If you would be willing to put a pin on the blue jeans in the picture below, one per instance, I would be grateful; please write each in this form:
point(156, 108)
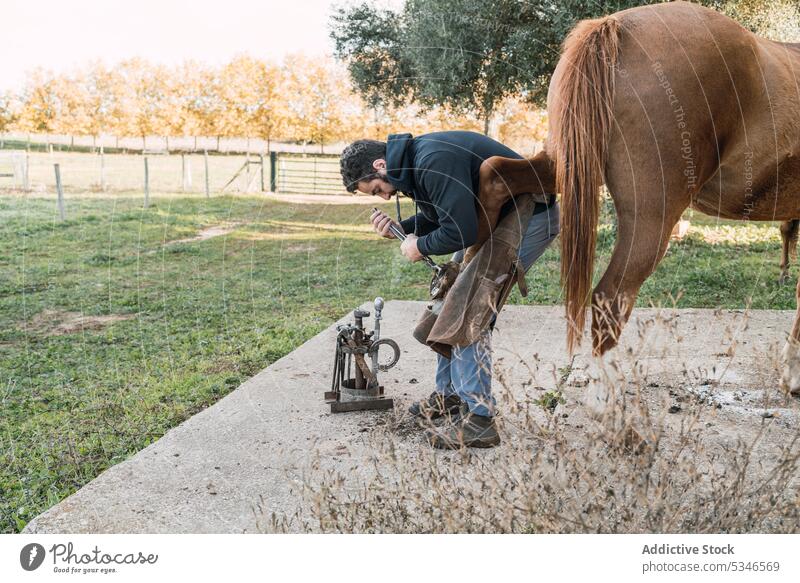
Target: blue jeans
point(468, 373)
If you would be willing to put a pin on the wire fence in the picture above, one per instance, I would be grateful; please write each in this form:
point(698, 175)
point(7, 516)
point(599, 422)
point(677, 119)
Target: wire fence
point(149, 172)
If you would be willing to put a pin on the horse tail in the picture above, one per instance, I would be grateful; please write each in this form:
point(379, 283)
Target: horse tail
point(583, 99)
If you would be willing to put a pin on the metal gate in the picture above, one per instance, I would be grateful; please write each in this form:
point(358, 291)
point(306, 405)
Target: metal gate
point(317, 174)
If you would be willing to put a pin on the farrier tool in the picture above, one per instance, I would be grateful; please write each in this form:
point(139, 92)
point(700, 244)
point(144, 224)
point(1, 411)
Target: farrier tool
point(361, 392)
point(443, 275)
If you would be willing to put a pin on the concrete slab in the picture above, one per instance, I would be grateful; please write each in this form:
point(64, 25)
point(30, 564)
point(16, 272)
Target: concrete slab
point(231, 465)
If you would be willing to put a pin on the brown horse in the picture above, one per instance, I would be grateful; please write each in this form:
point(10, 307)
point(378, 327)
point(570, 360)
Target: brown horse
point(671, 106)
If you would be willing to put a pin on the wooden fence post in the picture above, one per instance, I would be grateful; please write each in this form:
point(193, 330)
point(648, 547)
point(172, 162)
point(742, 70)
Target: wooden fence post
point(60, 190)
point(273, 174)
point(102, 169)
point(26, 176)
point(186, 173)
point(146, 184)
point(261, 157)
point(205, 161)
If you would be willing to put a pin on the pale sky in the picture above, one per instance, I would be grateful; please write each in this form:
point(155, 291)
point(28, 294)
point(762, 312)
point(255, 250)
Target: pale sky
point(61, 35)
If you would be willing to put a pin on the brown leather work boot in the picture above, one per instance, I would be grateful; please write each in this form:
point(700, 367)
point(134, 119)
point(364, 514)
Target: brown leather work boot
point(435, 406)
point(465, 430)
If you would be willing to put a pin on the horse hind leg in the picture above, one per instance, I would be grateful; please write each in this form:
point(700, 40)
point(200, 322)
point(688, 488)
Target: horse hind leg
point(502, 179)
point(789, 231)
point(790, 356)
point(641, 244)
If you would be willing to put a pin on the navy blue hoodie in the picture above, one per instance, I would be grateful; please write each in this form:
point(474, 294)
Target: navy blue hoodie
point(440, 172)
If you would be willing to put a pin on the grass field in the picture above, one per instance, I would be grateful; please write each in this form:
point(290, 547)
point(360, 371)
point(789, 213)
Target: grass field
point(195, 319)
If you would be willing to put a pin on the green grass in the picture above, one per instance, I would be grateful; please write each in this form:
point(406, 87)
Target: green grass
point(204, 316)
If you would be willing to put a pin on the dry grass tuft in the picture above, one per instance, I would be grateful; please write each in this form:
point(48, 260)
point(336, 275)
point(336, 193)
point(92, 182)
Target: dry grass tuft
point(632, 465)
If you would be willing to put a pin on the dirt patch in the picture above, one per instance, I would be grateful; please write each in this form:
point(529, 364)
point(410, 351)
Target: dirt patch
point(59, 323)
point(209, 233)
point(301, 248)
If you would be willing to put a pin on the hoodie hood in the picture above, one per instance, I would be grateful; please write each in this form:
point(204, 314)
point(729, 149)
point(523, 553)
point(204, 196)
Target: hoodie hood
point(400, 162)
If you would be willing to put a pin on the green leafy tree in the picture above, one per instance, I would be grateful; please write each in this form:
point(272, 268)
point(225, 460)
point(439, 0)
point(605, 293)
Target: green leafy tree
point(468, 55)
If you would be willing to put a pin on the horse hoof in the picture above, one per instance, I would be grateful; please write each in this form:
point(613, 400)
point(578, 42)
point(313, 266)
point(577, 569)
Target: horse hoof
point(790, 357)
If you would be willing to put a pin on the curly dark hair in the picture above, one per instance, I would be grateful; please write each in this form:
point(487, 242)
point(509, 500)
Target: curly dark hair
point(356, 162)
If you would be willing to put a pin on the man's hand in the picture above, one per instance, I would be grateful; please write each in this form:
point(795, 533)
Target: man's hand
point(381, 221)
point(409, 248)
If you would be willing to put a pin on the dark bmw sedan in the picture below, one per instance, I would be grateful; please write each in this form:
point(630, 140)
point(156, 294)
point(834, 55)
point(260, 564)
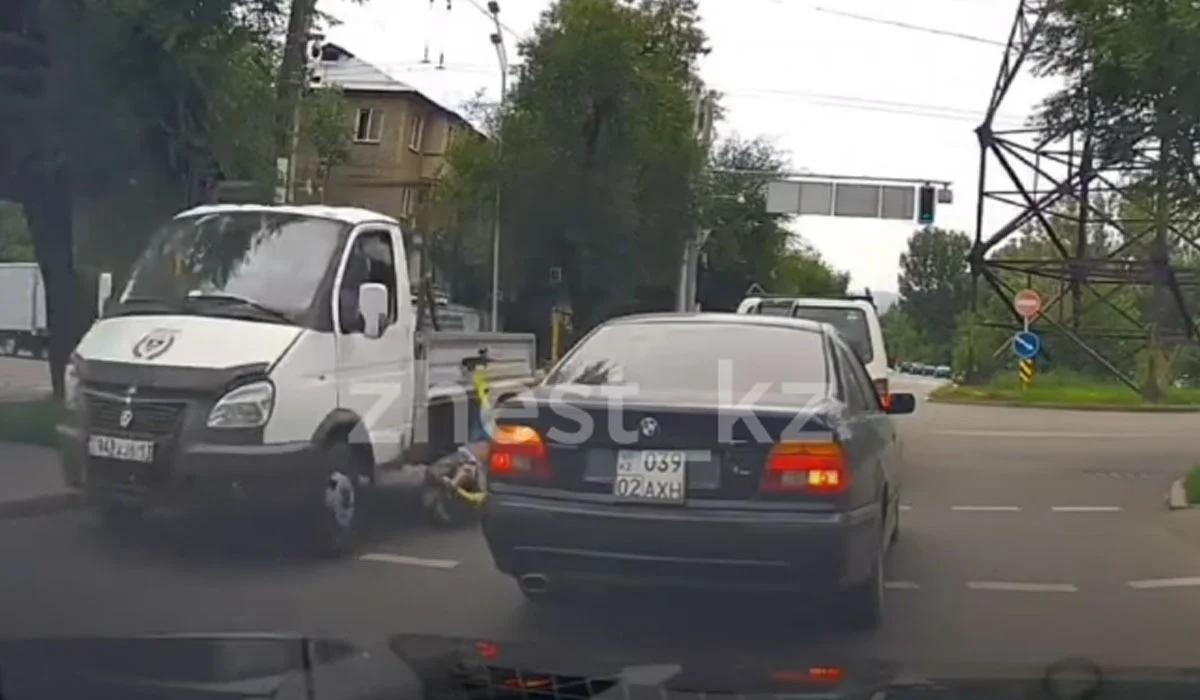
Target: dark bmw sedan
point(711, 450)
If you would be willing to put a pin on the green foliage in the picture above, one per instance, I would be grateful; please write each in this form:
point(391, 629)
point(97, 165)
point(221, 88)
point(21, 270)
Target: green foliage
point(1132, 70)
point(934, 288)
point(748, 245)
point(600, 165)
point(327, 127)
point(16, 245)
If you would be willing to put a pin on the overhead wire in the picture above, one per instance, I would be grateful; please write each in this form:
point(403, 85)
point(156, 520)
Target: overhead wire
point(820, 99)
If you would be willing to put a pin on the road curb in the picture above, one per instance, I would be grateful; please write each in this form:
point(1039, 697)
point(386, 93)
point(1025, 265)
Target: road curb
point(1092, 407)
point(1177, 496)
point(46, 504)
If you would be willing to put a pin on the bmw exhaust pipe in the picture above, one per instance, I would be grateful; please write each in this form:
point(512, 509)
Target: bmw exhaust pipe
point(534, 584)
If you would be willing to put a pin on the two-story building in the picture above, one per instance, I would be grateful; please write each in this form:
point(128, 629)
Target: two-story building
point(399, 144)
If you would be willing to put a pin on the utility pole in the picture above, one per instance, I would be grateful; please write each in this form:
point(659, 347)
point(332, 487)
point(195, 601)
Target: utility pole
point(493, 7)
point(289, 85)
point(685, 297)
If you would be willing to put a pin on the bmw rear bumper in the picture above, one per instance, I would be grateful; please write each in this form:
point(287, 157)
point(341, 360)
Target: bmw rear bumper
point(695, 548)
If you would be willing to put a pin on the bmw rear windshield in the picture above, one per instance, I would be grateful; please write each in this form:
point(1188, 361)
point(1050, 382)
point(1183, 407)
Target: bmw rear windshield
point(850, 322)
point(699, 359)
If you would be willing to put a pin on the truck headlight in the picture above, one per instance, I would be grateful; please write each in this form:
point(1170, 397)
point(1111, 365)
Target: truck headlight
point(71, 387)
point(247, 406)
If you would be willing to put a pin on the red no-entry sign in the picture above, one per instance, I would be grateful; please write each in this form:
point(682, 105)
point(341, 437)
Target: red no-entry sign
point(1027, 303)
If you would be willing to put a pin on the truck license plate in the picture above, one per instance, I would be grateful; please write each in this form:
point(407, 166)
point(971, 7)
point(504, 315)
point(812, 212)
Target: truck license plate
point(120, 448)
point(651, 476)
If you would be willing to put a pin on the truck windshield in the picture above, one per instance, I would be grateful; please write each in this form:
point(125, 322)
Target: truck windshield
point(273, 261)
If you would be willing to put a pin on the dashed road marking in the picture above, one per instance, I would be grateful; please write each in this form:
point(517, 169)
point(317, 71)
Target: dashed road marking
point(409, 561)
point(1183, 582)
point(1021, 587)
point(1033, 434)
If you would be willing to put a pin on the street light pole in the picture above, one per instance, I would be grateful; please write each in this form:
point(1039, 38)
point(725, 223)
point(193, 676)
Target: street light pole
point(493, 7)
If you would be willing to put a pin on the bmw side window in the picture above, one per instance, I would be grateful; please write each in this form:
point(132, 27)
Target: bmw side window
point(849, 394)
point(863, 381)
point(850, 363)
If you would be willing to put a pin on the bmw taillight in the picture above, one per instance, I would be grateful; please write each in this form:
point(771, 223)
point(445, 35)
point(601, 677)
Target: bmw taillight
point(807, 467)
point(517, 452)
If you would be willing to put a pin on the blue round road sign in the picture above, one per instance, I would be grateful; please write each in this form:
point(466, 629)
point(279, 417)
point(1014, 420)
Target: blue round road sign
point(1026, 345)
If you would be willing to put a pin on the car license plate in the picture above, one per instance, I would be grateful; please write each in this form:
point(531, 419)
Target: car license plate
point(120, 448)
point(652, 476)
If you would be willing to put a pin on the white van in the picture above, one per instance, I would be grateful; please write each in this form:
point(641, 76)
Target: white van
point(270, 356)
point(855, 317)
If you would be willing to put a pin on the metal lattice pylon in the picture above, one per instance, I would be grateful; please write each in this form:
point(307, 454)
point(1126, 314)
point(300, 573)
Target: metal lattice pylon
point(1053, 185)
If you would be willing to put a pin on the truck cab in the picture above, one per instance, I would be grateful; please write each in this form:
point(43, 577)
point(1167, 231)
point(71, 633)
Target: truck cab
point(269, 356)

★ ★ ★ ★

GIVEN REQUEST >>
Present the entries from the beginning through the line containing "point(468, 373)", inclusive, as a Markdown table with the columns Row and Line. Give each non-blank line its own numbered row, and leave the pictures out.

RESULT OF THE TASK >>
| Row | Line |
|---|---|
| 1 | If you would be willing to put a pin on the blue jeans in the picture below, one per instance, I would be grateful; please write each in this form: |
| 2 | point(156, 108) |
| 3 | Target: blue jeans |
| 4 | point(468, 373) |